→ DIRECTIVES
A – In the kernel contribution appendix, which command is used to send patches inline to the mailing lists?
B – Show every line in the rows that contains the string "logo", treating uppercase and lowercase as different.

+++ DOCUMENT PASSAGE

The Linux kernel is famously approachable, and famously demanding. This appendix is the on-ramp.


C.1 Mental Model

The Linux kernel is developed via mailing lists (LKML and per-subsystem lists), with patches sent inline via git send-email. There is no GitHub PR equivalent. Reviewers reply on-list; subsystem maintainers (MAINTAINERS file) merge into their trees; Linus pulls from those into mainline.

Implications: 1. You send patches as emails, not PRs. 2. The cultural norm is direct, sometimes blunt feedback. Do not take it personally. 3. The maintainer set is finite and busy. A two-week response cycle is normal; six weeks is not unusual; ignored = re-send a polite ping.


C.2 Setting Up

git clone https://git.kernel.org/pub/scm/linux/kernel/git/torvalds/linux.git
cd linux
make defconfig    # or copy your distro's config
make -j$(nproc)

For development, prefer working off the subsystem tree (e.g., net-next for networking work, tip for sched/locking, staging for drivers in incubation). The MAINTAINERS file lists per-subsystem trees.

Configure git:

git config sendemail.smtpserver smtp.example.com
git config sendemail.smtpuser you@example.com
git config user.signingkey "..."


C.3 Where the Easy Wins Are

C.3.1 Documentation

  • Documentation/ is large and uneven. Typo fixes and clarifications are welcomed by linux-doc@vger.kernel.org.

++++++
+++ ENTRIES

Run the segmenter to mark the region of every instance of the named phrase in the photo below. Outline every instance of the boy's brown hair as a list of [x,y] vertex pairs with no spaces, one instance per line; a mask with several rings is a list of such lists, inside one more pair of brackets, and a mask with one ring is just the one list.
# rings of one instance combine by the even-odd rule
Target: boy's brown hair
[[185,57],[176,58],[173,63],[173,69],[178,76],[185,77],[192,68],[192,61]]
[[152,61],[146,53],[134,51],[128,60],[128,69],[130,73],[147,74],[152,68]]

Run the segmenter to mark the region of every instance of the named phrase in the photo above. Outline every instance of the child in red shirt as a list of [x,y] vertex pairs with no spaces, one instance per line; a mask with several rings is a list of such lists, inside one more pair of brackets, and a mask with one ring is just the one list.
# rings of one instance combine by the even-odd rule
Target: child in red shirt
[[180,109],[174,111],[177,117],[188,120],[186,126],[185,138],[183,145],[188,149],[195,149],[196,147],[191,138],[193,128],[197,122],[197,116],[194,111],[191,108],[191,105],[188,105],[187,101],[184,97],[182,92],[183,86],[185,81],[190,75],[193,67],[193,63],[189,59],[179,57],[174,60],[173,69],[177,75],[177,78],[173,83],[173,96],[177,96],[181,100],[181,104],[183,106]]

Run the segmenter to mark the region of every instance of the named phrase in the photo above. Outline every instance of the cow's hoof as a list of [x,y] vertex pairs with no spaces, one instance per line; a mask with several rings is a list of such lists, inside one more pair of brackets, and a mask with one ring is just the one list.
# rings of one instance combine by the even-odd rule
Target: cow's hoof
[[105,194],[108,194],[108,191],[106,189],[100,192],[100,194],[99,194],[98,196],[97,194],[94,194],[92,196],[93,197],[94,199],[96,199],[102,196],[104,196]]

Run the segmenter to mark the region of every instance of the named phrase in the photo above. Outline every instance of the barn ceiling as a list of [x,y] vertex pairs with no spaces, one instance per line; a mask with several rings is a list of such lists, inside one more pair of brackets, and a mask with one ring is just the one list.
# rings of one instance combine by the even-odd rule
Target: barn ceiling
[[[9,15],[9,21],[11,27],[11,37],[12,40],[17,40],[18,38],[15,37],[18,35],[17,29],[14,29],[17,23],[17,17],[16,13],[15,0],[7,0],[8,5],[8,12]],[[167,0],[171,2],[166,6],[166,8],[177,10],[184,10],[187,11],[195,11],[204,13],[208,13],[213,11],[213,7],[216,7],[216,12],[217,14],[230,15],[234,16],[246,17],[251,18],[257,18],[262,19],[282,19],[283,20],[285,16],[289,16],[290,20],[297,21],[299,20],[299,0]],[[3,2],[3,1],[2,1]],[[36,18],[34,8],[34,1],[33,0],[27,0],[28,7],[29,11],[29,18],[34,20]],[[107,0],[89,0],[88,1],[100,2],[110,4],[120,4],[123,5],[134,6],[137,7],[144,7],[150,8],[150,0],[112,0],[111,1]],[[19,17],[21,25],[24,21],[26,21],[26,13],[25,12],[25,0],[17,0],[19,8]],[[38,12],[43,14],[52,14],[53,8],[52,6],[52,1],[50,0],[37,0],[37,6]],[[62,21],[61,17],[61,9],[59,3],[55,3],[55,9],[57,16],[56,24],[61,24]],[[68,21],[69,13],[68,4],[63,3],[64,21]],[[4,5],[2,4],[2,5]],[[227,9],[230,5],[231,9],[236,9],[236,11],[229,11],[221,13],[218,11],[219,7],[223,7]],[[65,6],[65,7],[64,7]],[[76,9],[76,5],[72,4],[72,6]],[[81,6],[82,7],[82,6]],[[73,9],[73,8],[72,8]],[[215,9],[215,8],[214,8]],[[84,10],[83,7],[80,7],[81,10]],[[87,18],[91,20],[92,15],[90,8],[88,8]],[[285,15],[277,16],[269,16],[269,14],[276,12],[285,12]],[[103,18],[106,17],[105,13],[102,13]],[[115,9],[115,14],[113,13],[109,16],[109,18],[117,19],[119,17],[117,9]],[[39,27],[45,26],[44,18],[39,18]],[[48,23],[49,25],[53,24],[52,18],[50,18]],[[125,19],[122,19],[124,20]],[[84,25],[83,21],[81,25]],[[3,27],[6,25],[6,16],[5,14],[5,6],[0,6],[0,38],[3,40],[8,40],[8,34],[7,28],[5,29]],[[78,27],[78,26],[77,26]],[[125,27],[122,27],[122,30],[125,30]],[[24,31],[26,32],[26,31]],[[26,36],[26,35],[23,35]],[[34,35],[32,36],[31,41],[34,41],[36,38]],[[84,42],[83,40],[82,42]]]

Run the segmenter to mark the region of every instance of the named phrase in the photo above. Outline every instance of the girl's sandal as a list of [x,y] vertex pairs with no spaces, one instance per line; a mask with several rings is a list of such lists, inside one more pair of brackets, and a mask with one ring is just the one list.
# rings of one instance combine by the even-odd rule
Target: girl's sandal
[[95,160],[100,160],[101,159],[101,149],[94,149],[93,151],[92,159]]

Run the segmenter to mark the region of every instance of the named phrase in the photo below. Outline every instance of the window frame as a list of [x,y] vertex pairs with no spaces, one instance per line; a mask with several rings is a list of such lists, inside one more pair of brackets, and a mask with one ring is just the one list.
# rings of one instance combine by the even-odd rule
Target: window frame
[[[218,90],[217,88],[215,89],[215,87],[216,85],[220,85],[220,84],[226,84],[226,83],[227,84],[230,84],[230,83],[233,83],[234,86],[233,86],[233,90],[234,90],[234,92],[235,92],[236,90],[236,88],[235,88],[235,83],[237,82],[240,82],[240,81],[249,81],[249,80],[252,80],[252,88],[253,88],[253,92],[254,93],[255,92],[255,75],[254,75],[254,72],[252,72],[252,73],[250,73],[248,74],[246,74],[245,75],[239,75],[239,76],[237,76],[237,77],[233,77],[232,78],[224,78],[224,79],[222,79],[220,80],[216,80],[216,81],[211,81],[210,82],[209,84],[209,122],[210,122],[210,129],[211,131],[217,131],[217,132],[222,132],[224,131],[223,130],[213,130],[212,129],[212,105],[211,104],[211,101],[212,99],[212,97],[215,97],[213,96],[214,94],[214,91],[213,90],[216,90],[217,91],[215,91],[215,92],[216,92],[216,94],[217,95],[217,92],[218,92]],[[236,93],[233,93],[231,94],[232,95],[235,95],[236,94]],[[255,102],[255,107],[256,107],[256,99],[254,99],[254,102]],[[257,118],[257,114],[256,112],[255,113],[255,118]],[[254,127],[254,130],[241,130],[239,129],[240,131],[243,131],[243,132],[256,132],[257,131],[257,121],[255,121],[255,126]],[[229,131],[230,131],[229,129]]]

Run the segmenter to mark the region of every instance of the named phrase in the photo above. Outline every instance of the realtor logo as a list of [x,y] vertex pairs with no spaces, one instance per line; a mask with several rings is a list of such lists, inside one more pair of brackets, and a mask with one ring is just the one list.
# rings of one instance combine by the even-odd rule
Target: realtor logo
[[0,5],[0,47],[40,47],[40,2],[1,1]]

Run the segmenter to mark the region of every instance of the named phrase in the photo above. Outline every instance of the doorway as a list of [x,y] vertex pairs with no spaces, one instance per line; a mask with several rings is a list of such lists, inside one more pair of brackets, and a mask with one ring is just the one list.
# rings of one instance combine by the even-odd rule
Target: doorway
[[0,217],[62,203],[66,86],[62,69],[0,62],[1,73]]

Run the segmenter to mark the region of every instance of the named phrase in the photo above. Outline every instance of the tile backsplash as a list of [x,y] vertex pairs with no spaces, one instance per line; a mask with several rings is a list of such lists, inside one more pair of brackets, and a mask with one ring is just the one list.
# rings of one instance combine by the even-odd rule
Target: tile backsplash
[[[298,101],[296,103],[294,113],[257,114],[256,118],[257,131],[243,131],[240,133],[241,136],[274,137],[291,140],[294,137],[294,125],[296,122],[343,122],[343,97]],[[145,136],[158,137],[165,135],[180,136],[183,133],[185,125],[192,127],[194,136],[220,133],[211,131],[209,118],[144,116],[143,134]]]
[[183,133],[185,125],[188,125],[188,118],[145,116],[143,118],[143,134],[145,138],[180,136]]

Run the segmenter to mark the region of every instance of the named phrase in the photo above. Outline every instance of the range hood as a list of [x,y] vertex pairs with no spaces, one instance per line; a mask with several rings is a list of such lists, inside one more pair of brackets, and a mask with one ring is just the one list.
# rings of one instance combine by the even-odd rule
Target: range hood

++++++

→ EXPECTED RESPONSES
A – git send-email

B –
Run the segmenter to mark the region of every instance of the named phrase in the photo above. Outline every instance of the realtor logo as a list of [x,y] vertex pairs with no spaces, one instance per line; a mask with several rings is a list of such lists, inside one more pair of brackets, and a mask with one ring is just the one list.
Target: realtor logo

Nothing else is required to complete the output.